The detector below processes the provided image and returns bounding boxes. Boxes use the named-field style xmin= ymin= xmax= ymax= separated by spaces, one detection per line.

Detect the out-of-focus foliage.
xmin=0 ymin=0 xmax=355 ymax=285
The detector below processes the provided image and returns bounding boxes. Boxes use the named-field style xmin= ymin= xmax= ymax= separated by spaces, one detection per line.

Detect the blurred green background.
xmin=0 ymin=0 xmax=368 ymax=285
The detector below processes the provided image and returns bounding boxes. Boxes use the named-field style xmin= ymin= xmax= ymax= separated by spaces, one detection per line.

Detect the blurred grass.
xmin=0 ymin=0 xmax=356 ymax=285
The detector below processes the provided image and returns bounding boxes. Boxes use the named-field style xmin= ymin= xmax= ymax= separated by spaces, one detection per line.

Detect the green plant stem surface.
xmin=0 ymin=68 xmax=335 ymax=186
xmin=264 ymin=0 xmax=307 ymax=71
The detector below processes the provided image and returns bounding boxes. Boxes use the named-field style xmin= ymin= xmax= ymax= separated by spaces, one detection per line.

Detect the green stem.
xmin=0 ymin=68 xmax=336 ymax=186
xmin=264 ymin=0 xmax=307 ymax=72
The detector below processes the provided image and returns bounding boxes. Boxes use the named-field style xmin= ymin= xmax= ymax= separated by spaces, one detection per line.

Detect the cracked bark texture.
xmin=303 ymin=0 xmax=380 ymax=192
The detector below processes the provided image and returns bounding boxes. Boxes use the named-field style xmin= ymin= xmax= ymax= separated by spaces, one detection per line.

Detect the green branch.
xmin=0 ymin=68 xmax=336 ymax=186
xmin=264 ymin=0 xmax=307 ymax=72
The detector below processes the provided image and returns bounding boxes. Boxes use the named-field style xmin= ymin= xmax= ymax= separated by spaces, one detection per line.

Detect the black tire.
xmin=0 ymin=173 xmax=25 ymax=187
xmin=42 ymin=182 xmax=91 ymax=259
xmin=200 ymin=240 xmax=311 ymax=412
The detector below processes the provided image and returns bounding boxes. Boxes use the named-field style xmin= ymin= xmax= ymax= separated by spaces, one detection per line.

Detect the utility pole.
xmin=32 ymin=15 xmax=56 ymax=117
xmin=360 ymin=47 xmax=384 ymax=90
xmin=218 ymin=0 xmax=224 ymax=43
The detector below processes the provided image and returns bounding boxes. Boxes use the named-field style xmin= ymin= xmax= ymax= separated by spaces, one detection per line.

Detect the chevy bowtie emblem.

———

### Work instructions
Report every line of the items above that contains the string "blurred".

### Complete response
Detect the blurred green background.
Detect the blurred grass.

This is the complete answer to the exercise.